Record set:
──────────────────────────────
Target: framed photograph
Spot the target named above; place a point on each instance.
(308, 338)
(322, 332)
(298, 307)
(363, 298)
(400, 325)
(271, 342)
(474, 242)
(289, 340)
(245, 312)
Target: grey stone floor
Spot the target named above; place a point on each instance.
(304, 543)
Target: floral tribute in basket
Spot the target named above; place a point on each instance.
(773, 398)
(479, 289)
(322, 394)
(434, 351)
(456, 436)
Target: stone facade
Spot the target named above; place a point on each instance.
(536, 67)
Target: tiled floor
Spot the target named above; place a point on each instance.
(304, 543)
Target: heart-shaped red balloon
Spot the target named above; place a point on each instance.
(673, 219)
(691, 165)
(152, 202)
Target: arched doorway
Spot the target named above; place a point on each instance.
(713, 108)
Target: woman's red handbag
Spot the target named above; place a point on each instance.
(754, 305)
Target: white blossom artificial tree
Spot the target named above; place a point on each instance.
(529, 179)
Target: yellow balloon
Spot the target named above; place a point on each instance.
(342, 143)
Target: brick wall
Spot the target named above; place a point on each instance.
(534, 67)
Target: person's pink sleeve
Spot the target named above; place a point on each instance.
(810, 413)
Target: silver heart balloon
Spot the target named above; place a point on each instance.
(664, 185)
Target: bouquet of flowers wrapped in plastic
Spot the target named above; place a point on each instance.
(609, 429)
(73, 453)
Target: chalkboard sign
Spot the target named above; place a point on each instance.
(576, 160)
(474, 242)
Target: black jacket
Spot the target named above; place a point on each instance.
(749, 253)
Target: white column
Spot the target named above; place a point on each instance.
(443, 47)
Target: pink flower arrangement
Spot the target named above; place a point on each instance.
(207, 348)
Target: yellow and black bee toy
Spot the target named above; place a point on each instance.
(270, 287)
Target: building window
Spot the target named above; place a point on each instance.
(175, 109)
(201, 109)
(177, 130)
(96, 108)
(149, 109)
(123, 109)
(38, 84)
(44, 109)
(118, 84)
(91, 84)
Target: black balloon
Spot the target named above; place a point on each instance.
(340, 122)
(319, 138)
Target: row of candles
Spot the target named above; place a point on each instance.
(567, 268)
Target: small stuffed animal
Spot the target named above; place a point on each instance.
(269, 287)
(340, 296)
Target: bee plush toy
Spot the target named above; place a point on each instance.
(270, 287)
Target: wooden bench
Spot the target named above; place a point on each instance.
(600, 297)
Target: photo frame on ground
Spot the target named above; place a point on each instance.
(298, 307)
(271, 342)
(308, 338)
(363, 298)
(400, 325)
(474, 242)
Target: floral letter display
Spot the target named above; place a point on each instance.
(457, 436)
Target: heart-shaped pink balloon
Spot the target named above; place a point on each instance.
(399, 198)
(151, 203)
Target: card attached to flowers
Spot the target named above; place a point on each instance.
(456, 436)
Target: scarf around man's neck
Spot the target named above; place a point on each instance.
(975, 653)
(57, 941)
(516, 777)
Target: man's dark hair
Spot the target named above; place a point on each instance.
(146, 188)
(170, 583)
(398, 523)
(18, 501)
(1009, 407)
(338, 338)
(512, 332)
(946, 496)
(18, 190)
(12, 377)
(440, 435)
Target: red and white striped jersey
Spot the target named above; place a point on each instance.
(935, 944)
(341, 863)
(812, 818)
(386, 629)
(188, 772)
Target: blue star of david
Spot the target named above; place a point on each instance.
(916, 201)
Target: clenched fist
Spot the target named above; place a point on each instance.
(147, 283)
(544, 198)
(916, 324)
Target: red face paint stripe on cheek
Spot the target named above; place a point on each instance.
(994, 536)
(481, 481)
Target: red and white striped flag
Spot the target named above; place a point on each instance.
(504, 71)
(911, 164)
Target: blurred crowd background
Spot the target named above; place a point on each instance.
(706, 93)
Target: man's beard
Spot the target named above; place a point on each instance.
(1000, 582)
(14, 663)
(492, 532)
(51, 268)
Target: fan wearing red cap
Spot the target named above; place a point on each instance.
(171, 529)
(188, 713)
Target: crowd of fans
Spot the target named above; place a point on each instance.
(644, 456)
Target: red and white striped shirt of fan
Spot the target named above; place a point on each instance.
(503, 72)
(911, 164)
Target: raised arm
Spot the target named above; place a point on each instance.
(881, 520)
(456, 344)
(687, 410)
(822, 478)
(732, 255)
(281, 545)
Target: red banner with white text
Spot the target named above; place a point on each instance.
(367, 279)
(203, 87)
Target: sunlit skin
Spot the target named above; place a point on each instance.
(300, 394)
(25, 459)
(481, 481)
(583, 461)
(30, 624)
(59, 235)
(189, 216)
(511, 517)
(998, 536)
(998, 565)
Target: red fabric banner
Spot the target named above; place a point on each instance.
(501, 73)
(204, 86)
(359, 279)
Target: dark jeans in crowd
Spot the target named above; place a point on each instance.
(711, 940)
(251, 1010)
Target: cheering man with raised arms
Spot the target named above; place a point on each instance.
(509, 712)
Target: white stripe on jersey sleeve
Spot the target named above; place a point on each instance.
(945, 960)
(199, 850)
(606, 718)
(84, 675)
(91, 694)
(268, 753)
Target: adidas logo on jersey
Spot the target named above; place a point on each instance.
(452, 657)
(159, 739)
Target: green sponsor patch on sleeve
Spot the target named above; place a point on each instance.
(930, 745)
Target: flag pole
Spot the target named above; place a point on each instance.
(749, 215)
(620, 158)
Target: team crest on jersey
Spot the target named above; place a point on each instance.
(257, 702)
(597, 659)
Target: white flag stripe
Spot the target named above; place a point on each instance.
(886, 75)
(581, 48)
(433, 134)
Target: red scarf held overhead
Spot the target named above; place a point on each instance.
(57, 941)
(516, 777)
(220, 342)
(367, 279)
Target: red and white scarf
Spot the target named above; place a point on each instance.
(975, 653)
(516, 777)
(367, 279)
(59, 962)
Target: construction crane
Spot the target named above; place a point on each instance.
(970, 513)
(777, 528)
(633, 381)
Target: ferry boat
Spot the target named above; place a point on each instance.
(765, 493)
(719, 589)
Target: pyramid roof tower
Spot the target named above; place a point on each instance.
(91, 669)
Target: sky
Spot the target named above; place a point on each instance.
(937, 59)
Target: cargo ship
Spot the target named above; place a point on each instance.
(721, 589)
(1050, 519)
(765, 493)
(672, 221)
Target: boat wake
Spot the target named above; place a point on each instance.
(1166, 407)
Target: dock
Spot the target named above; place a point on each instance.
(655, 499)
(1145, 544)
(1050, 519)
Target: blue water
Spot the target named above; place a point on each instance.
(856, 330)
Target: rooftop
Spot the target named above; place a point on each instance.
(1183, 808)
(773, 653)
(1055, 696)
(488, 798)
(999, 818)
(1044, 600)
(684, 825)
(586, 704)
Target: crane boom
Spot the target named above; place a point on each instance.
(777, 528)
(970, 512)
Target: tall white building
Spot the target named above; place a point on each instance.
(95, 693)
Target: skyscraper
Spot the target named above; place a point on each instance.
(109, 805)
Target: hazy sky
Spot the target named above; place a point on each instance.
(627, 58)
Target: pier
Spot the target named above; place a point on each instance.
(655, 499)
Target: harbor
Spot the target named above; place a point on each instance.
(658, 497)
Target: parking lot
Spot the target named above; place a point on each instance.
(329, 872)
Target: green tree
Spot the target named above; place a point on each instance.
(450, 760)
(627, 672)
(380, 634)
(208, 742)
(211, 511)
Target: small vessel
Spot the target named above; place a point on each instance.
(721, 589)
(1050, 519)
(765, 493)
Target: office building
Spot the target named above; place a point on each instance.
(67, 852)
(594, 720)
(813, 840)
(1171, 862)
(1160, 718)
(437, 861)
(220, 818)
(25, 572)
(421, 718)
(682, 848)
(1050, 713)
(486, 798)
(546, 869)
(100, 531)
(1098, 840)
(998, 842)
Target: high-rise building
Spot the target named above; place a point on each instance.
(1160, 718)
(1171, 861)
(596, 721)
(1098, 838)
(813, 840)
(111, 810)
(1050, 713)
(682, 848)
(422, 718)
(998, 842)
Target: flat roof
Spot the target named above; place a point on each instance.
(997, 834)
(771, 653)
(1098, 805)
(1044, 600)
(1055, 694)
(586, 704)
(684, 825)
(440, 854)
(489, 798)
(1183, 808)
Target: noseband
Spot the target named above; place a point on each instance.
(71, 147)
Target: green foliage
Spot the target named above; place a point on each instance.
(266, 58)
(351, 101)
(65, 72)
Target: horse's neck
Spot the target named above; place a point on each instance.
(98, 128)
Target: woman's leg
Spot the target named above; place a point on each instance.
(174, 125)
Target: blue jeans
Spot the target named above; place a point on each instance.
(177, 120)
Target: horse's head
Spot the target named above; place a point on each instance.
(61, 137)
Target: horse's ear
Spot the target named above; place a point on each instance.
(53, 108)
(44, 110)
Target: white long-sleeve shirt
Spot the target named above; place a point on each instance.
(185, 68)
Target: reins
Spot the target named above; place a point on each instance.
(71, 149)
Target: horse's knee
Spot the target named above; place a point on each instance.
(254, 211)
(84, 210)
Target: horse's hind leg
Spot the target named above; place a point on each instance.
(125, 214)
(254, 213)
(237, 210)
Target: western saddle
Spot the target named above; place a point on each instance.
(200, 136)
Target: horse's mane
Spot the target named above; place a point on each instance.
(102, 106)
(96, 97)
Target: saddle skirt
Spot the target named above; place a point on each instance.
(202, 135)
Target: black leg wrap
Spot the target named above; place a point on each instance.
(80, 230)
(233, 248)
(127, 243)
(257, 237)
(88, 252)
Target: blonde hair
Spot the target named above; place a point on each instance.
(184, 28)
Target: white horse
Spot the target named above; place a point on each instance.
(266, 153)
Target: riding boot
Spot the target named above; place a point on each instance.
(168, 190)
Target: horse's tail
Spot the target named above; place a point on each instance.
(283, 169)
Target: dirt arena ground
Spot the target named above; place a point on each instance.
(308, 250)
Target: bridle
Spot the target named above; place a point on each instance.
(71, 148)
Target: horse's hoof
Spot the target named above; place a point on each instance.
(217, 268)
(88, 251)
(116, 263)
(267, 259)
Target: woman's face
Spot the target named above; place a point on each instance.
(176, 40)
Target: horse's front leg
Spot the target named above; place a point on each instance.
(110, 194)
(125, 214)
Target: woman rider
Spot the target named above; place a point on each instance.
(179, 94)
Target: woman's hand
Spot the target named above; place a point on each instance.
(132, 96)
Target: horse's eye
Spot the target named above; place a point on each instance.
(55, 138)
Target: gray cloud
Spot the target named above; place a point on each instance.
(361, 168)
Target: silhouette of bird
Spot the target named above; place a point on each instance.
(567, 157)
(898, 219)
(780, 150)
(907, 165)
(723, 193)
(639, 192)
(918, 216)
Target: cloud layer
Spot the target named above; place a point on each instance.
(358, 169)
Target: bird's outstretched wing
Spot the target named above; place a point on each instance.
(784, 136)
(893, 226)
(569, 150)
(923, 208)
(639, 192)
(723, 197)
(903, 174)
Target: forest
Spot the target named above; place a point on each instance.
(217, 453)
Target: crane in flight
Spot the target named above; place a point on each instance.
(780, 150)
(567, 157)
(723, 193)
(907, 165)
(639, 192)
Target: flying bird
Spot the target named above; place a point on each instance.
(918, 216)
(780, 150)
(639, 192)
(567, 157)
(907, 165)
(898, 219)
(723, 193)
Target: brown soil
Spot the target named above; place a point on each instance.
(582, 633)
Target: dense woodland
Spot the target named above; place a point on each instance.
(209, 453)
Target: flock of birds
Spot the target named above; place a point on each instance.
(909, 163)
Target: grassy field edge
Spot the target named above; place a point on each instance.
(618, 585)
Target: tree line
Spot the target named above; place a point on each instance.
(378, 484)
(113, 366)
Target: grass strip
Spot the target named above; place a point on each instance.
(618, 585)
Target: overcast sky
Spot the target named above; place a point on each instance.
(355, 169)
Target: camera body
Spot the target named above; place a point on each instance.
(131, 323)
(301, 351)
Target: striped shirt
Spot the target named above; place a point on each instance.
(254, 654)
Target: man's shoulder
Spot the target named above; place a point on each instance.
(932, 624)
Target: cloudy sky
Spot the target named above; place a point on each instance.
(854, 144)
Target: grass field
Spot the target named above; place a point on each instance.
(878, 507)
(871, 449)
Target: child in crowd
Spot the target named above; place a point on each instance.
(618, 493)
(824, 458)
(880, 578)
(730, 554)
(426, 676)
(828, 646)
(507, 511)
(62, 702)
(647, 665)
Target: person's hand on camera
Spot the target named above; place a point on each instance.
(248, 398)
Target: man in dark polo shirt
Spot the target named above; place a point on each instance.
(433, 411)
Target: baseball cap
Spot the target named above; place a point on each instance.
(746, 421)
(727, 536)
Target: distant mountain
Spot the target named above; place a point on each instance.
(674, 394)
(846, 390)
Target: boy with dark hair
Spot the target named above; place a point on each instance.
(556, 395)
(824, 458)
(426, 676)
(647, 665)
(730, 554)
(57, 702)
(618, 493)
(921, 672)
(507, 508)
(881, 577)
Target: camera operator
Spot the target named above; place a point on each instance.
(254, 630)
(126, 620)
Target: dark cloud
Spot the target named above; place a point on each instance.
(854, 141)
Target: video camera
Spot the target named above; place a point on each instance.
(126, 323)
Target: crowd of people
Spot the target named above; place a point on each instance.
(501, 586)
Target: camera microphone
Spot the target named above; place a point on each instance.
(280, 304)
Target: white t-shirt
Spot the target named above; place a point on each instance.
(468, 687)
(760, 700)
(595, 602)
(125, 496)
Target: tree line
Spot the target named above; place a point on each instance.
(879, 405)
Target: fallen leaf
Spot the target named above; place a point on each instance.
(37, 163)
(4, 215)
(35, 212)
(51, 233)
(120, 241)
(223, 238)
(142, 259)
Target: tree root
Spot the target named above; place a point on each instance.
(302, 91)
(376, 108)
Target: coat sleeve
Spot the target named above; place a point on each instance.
──────────────────────────────
Set exercise: Swap "camera microphone" for "boom microphone" in the stretch from the line containing "Target: crowd of people" through the end of the records, and give back only those lines with nothing else changed.

The answer:
Target: crowd of people
Spot the target named above; place a point on each instance.
(501, 586)
Target: boom microphone
Spot the target named above; place a point on each instance.
(280, 304)
Target: white t-shirt
Spot the target named above; place a point on each instance.
(468, 687)
(760, 700)
(595, 602)
(125, 496)
Target: tree line
Spot the target named above; place a point on each instance.
(879, 405)
Target: fallen leaf
Spot the target named above; place a point on each instance.
(37, 163)
(4, 215)
(35, 212)
(51, 233)
(120, 241)
(223, 238)
(142, 259)
Target: tree root
Spot the target named above; place a point on each instance.
(302, 91)
(376, 108)
Target: coat sleeve
Spot the target named above; place a point on each instance.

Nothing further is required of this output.